Most of us know that taking care of ourselves generally is a pretty good thing to do. Feeling well and helping yourself to feel well makes intuitive sense.
In therapy, when we as psychologists bring the issue of self-care up, a lot of clients look at us and burst out: “Oh, you mean I should go to a spa or something?”. Or they quickly say that they have been to the spa several times, but it didn’t make them calmer at all, on the contrary it made them even more stressed.
It seems as if taking care of oneself is not always as easy as it seems, and that taking care of oneself is a concept that has a lot of misconceptions and notions tied to it. Like the one of self-care equaling going to the spa, or getting a facial.
Not surprisingly though, what’s nurturing for one person might not be so for another. While going to the spa might make me calm, going for a run, to a sports game or even watching some TV might do the trick for my friends. So how do we know what works for us, and if we don’t, how can we start to find that out?
In order to nurture a better self-care we can start by getting acquainted with two concepts from the behavioral psychology: form/topography and function.

▸ Dataset excerpt
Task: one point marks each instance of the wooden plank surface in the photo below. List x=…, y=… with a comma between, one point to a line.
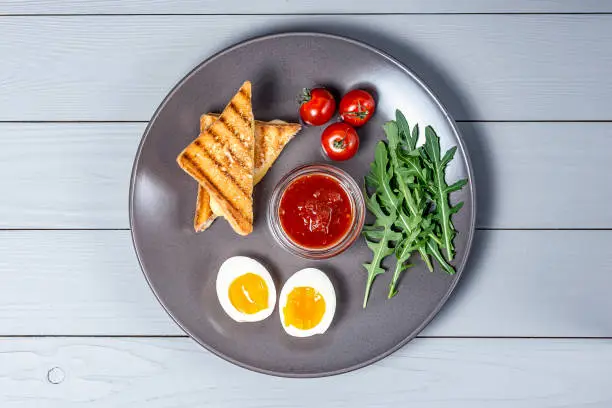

▸ Directions
[A] In the self-care passage, what do many clients ask when psychologists raise the issue of self-care in therapy?
[B] Condense the paragraph of the self-care passage that begins "Not surprisingly though" into two sentences, keeping its main points.
[C] Carry on the self-care passage after its last sentence, which introduces form/topography and function.

▸ Results
[A] They ask whether they should go to a spa or something.

[B] What nurtures one person may not nurture another: a spa might calm one person, while a run, a sports game or some TV might work for others. This raises the question of how to know what works for us and, if we don't know, how to begin finding out.

[C]
When we start to look at different behaviors we can describe them in various ways. We can do it by looking at their topography or form, namely what they look like from the outside (for example “watching TV”, “eating an orange”, “taking a bath”). The topography of a behavior is comparable to drawing a map of the behavior, of what we can observe from the outside.
But if we want to get closer to learning about what is a nurturing and self-caring behavior we shouldn’t be too blinded by what we see from the outside, but rather start looking at what functions our behaviors have, what motivates us to do something. If I do something, say, go for a run, it will make a difference whether I do it because I’m scared of gaining weight or because I genuinely love being outside and feeling my body move. Even though the run will look exactly the same from the outside it will in these two examples serve different functions. If I call a friend due to not wanting to feel alone it will serve a different function than if I call him due to wanting to speak to him and hear about his ongoing life. Behaviors that look exactly the same from the outside can serve us in very different ways, varying between people or even between different times for the same person (one time looking at TV might serve the function of distracting me from negative thoughts, whereas the next time my motivation might be that I’m interested in the show that’s broadcasted).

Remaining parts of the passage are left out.